▶ **YOUR GOAL**
Format the material below as a two-column CSV with the header text,answer. Give one row for each labeling text followed by its complete answer, put every field in double quotes, and replace line breaks inside a field with spaces.

▶ **Records of labeled points**
****************

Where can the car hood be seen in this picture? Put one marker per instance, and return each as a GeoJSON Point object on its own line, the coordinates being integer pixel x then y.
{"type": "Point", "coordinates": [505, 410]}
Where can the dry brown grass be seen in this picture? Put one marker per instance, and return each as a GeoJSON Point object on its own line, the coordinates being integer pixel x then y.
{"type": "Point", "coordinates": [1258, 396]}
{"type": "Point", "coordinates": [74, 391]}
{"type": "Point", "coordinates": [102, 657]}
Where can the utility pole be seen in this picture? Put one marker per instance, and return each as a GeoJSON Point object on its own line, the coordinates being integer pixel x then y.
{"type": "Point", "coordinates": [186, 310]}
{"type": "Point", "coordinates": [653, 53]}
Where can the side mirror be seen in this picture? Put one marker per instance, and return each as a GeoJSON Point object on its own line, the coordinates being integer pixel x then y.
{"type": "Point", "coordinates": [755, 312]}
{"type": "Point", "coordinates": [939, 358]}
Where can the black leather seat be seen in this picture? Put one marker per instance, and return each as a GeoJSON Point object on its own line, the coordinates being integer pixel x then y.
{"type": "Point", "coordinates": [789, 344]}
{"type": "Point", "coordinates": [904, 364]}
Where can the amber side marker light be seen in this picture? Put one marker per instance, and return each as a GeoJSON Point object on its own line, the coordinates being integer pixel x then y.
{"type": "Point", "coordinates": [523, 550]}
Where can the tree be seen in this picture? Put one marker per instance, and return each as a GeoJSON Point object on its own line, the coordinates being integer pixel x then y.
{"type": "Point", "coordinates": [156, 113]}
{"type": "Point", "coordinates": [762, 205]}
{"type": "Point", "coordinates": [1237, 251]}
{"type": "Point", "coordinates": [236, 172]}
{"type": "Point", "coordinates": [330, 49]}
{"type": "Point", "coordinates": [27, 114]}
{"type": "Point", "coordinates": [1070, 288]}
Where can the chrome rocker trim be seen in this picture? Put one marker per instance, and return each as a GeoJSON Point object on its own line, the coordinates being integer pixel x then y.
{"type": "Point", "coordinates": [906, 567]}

****************

▶ **COMPLETE OUTPUT**
text,answer
"Where can the car hood be seen in this picture? Put one marker per instance, and return each as a GeoJSON Point object on its own line, the coordinates being integer pixel x then y.","{""type"": ""Point"", ""coordinates"": [505, 410]}"
"Where can the dry brown grass be seen in this picture? Put one marker per instance, and return each as a GeoJSON Point object on its own line, the coordinates being integer pixel x then y.","{""type"": ""Point"", ""coordinates"": [1258, 396]} {""type"": ""Point"", ""coordinates"": [74, 391]} {""type"": ""Point"", ""coordinates"": [102, 657]}"
"Where can the utility pole be seen in this picture? Put one marker per instance, and return each as a GeoJSON Point object on its own line, the coordinates being integer pixel x then y.","{""type"": ""Point"", ""coordinates"": [186, 310]} {""type"": ""Point"", ""coordinates"": [653, 53]}"
"Where can the side mirror be seen in this picture? Put one marker per instance, and return each as a GeoJSON Point object on its own line, the coordinates being integer pixel x then y.","{""type"": ""Point"", ""coordinates"": [755, 312]} {""type"": ""Point"", ""coordinates"": [939, 358]}"
"Where can the black leather seat be seen in this picture? Put one marker per instance, and return each as a GeoJSON Point object on its own line, the coordinates being integer pixel x then y.","{""type"": ""Point"", ""coordinates"": [789, 344]} {""type"": ""Point"", ""coordinates"": [904, 364]}"
"Where can the amber side marker light be seen in this picture? Put one marker per instance, and return each as a GeoJSON Point object on its own line, the coordinates being integer pixel x then y.","{""type"": ""Point"", ""coordinates"": [523, 550]}"
"Where can the tree be seen in this picture? Put one marker per instance, and return each as a GeoJSON Point object on its own line, the coordinates being integer pixel x then y.","{""type"": ""Point"", ""coordinates"": [156, 113]} {""type"": ""Point"", ""coordinates"": [762, 205]} {""type"": ""Point"", ""coordinates"": [1237, 251]} {""type"": ""Point"", ""coordinates"": [236, 172]} {""type"": ""Point"", ""coordinates"": [330, 49]} {""type"": ""Point"", ""coordinates"": [27, 114]} {""type"": ""Point"", ""coordinates"": [1070, 288]}"
"Where can the chrome rocker trim be seen in this picture? Put one marker per instance, and return each as a GeoJSON Point object on its own line, the coordinates being integer pixel x then y.","{""type"": ""Point"", ""coordinates"": [906, 567]}"